# RECORDS PROVIDED
#####

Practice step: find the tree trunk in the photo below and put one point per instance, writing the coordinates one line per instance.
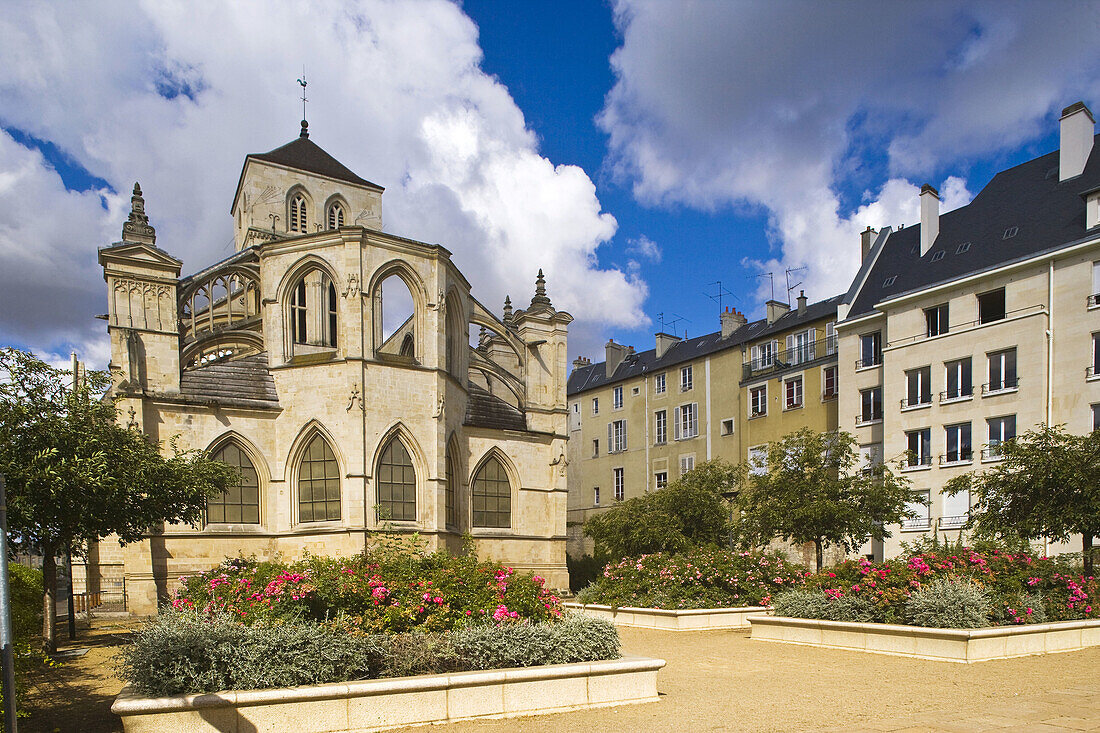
(1087, 553)
(50, 601)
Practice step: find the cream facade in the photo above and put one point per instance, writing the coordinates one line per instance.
(281, 360)
(639, 420)
(953, 342)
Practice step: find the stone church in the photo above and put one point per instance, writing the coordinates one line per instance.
(343, 417)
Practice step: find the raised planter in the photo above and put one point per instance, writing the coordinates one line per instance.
(668, 620)
(961, 645)
(378, 704)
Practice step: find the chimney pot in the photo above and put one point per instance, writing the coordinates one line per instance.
(1076, 130)
(930, 217)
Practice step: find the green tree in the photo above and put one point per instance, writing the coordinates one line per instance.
(814, 491)
(688, 513)
(1047, 484)
(76, 476)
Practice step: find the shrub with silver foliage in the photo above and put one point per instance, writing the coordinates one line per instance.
(948, 603)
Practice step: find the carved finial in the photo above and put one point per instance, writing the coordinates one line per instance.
(136, 228)
(540, 302)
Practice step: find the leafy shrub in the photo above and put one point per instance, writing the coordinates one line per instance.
(696, 579)
(804, 603)
(183, 652)
(949, 603)
(399, 590)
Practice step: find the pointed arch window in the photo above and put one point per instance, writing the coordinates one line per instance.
(240, 503)
(336, 216)
(396, 483)
(312, 312)
(297, 219)
(492, 495)
(318, 483)
(450, 490)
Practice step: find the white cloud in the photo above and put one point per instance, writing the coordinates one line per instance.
(773, 105)
(176, 94)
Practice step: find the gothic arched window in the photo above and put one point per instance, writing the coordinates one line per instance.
(318, 483)
(314, 309)
(297, 219)
(492, 495)
(396, 483)
(336, 216)
(240, 504)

#####

# WHAT IS REQUIRED
This exercise asks for an exact repeat of the lines from the one holding "Practice step: find the carved" through the end of the data above.

# REPLY
Practice step: find the carved finial in the photo above and put one point per instance, writing the coordinates one line per instance.
(136, 228)
(540, 302)
Practice step: find the leafy shrub in the photo above and put one point per instance, writing the coordinates one line per instance.
(696, 579)
(804, 603)
(183, 652)
(949, 603)
(399, 590)
Practice step: find the pointed arch window in the photo above and put one point per instance, writing the coordinates one line per instance.
(240, 503)
(336, 216)
(396, 483)
(312, 312)
(297, 219)
(492, 495)
(318, 483)
(450, 490)
Practice step: find the white cloud in the photo above and put one point per instance, writing the coordinates one line per instance.
(773, 105)
(176, 94)
Practice step: find the gothic arched window in the photo above and put one point per instance, writing the coordinates one line per instance.
(318, 483)
(314, 309)
(297, 219)
(492, 495)
(396, 483)
(336, 216)
(240, 504)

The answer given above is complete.